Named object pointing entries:
▬▬▬

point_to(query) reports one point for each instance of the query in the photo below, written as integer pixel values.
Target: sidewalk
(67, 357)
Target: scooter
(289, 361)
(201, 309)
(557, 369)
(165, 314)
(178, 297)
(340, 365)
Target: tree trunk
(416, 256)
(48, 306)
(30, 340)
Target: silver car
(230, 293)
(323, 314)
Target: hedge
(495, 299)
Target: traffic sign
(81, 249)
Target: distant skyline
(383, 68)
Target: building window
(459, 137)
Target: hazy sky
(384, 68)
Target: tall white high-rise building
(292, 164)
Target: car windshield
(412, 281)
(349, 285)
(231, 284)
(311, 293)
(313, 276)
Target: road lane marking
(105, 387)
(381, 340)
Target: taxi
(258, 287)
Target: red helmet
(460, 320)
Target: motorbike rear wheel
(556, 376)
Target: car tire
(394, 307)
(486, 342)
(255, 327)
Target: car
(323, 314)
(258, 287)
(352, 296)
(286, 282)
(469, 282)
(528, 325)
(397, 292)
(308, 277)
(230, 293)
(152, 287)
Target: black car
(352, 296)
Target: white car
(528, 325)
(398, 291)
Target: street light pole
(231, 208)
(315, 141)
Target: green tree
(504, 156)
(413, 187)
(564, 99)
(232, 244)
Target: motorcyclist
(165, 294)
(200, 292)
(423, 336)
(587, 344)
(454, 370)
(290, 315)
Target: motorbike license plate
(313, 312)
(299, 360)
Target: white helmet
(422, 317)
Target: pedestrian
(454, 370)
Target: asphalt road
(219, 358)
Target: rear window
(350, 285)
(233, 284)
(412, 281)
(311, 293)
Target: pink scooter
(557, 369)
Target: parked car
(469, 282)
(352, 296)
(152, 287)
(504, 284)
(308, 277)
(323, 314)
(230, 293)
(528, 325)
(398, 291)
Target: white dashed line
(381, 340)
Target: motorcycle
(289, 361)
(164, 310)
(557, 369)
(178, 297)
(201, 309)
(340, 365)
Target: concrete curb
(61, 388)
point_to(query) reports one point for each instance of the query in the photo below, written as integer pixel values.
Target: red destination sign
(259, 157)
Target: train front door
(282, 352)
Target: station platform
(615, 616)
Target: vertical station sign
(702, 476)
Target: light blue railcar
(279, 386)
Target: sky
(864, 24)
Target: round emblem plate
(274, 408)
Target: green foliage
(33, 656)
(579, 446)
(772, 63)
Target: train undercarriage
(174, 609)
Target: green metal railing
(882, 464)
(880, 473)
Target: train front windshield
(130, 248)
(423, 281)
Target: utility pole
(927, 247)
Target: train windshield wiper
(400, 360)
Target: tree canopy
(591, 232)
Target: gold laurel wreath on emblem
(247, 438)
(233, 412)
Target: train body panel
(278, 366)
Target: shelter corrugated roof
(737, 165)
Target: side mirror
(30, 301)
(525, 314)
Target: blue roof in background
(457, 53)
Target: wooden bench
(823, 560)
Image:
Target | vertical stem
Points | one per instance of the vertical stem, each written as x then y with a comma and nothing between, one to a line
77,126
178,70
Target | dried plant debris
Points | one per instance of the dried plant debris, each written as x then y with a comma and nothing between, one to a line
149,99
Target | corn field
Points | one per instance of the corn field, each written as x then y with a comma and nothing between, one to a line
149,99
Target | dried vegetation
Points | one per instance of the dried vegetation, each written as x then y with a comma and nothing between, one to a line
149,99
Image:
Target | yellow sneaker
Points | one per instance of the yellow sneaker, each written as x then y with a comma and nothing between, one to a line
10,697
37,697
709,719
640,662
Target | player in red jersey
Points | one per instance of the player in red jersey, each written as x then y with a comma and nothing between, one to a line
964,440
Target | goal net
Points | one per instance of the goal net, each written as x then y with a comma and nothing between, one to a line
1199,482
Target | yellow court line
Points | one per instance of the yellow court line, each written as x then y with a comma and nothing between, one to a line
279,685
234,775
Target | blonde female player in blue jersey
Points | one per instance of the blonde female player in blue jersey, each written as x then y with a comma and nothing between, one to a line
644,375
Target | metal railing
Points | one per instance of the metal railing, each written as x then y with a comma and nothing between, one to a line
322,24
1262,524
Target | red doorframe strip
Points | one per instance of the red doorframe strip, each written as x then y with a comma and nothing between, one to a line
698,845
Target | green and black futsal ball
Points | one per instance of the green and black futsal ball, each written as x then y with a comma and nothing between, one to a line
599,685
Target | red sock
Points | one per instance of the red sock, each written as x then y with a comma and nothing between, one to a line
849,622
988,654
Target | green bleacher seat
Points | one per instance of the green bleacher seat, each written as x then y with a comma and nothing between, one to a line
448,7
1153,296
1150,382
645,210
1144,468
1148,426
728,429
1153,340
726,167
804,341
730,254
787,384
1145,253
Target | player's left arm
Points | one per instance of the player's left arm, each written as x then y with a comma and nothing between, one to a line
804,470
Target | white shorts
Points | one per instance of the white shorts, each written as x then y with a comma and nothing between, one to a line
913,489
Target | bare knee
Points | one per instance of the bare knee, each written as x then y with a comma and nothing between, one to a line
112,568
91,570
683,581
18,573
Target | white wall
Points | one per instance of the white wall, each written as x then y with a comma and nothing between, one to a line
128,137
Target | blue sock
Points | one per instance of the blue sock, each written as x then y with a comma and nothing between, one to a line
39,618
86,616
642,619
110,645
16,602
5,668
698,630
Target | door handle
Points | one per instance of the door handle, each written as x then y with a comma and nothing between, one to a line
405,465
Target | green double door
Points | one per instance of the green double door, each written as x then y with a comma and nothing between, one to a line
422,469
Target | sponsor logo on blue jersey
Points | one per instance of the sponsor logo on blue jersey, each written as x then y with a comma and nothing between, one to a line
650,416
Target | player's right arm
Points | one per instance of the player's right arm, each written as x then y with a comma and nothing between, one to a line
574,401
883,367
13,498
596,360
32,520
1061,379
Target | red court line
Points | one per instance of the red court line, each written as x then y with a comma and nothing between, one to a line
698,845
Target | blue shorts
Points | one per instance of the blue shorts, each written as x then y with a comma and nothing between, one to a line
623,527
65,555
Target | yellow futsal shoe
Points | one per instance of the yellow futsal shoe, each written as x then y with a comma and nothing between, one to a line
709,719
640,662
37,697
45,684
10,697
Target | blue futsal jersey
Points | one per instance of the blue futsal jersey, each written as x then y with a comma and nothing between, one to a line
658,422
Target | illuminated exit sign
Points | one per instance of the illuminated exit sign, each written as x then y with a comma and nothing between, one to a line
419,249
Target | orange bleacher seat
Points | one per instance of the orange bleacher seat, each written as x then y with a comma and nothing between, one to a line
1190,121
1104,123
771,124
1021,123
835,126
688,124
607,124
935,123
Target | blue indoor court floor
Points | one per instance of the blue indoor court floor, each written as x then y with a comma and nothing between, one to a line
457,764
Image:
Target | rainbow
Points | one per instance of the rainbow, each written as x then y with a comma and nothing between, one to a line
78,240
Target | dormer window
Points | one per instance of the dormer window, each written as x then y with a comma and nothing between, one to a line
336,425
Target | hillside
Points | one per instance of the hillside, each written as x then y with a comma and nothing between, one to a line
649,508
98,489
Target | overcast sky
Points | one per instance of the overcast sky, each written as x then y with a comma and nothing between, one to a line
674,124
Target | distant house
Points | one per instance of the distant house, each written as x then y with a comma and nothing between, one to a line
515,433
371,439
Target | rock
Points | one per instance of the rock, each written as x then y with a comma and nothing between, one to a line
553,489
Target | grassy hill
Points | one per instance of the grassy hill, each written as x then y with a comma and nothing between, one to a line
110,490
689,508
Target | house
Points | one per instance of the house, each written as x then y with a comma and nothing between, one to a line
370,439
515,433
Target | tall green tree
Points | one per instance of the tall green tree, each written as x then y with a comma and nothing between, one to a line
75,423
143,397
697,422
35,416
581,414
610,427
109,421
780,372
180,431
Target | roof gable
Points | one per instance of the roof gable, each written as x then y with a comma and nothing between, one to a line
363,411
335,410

▬▬▬

STATED GOAL: Copy only the stretch running from the line containing "Target | dormer window" to the final line of the entries, both ends included, exactly as it stands.

OUTPUT OF THE EXERCISE:
Target | dormer window
Points | one per instance of the dormer window, each written as x then y with a comma and nothing between, one to a line
336,425
Target | hillside
Points | one per instance of the hillside, each written as x then y with a comma and nothing between, one to a line
649,508
98,489
Target | overcast sky
Points | one per instance of the overcast sky, each written as x then y with a comma and nothing between, one to a line
674,124
Target | distant house
Points | one per instance of the distant house, each written as x then y with a comma and nothing between, one to a line
515,433
371,439
Target | rock
Points | one per instance of the rock, each written as x then y with a comma and nothing between, one to a line
553,489
Target | grassy hill
Points | one per instance of the grassy hill, each written as x then y with a comma and nothing between, one to a line
110,490
689,508
Target | house
Points | one per instance of the house, each written as x then y with a comma and nothing between, one to a line
370,439
515,433
Target | tall green tree
Points | one per instance of the tall green tree, each written as x then y with a comma and nothing between, one to a line
75,423
143,397
697,422
35,416
581,414
610,427
109,421
780,372
180,431
Target | roof gable
Points | one per instance of the roof gable, each written as x then y with a comma and nothing between, one to a line
363,411
335,410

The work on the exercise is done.